**EXTRACT TO READ:**
COLOURFULWORLD

Wednesday, 28 September 2022

Our European Holiday - Berlin day 3 & 4

 For other signs from around the world please check Tom's blog

Day 3

We started our day with a visit to the Jewish Museum in the suburb of Kreuzberg. The 3500 sqmt ( 38,000 square feet) building, opened in 2001, is the largest Jewish Museum in Europe, and presents the history and culture of Jews in Germany from the Middle Ages to today.

The fragmented design of the building by Polish-American architect Daniel Libeskind is intended to symbolize the extermination of the Jewish culture in Germany.

The Jewish museum building

Aerial view of the Jewish Museum (photo from net)

 Fallen leaves - more than 10 thousand "faces" with open mouths made with iron plates cover the floor of the ground floor void.

**EXERCISE INSTRUCTIONS:**
- 1) In the Berlin travel post, which architect designed the Jewish Museum building?
- 2) Translate this sentence from the Berlin travel post into Spanish: "We started our day with a visit to the Jewish Museum in the suburb of Kreuzberg."

**AVAILABLE DATA:**
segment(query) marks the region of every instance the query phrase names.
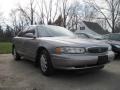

**ANSWERS FOR THIS EXERCISE:**
- 1) The Polish-American architect Daniel Libeskind designed it.

- 2) Comenzamos nuestro día con una visita al Museo Judío en el barrio de Kreuzberg.